◆ Consigne donnée A: Recopiez les enregistrements en remplaçant « layout » par « format », sans rien modifier d'autre. Laissez les images hors de votre réponse.
○ ○ ○ ○ ○
Fleurette Guilloz aura 95 ans en octobre. Elle est assise détendue, jambes allongées, pieds posés sur une caisse, jambes tendues, casquette fuchsia sur la tête pour combattre la chaleur étouffante, chaleureusement entourée de sa nièce, Deborah Guilloz et de l’aide qui prend soin d’elle chaque jour.
Sur une longue table, des crackers, du fromage, des minis sandwiches d’une autre époque, fins et délicats comme des After Eight, du thé glacé et de la citronnade faite avec de vrais citrons.
Fleurs d’août
Deux enfants dansent devant les musiciens et tout autour de nous, des fleurs pleines d’une joie étrange : bégonias, Rudbeckia hirta, hibiscus rouge et blanc, marguerites, phlox, Buddleja davidii lilas ou arbres aux papillons, agérates, zinnias, cosmos, hortensias et hortensias paniculatas blancs, un jardin miniature de cactus et même un palmier, et encore d’autres fleurs dont je ne connais pas les noms :
Son jardin
Jardin des cactus
L’histoire commence à Nantes en 1881. Henri Martin, responsable en chef maritime pour la Compagnie Générale Trans-Atlantique doit de l’argent à son beau-frère, Monseigneur Joseph. Celui-ci le menace d’enfermer ses filles au couvent s’il ne lui rembourse pas ses dettes. Henri, qui ne peut pas payer mais veut sauver ses filles, a une idée : les envoyer en Amérique chez une de ses clientes d’Atlanta dans l’état de Géorgie qui souhaite apprendre le français et la cuisine française.
○ ○ ○ ○ ○
◆ Consigne donnée B:
Répondez à ces questions d'après le texte extrait :
(i) Quel âge Fleurette Guilloz aura-t-elle en octobre ?
(ii) Avec quoi la citronnade est-elle faite ?
(iii) Dans quelle ville et en quelle année l'histoire commence-t-elle ?
○ ○ ○ ○ ○
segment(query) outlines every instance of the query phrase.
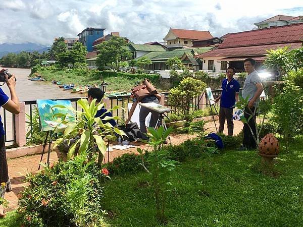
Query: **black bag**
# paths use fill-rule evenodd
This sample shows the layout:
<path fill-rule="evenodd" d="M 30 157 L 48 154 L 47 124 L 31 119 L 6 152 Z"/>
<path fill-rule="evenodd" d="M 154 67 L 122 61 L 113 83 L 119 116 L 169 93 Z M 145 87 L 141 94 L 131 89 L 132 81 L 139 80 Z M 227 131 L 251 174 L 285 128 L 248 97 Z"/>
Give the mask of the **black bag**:
<path fill-rule="evenodd" d="M 118 128 L 127 135 L 127 137 L 124 136 L 123 138 L 125 140 L 134 141 L 137 138 L 142 138 L 142 134 L 136 123 L 129 123 L 126 126 L 120 126 Z"/>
○ ○ ○ ○ ○
◆ Résultat A:
segment(query) outlines every instance of the query phrase.
Query: **black bag**
# paths use fill-rule evenodd
This sample shows the format:
<path fill-rule="evenodd" d="M 30 157 L 48 154 L 47 124 L 31 119 L 6 152 Z"/>
<path fill-rule="evenodd" d="M 154 67 L 122 61 L 113 83 L 119 116 L 169 93 Z M 145 87 L 141 94 L 131 89 L 132 81 L 139 80 Z M 227 131 L 251 174 L 285 128 L 248 97 Z"/>
Give the mask of the **black bag**:
<path fill-rule="evenodd" d="M 118 128 L 127 135 L 127 137 L 124 136 L 123 138 L 125 140 L 134 141 L 137 138 L 142 138 L 142 134 L 136 123 L 129 123 L 126 126 L 120 126 Z"/>

◆ Résultat B:
(i) Elle aura 95 ans.
(ii) Elle est faite avec de vrais citrons.
(iii) L'histoire commence à Nantes en 1881.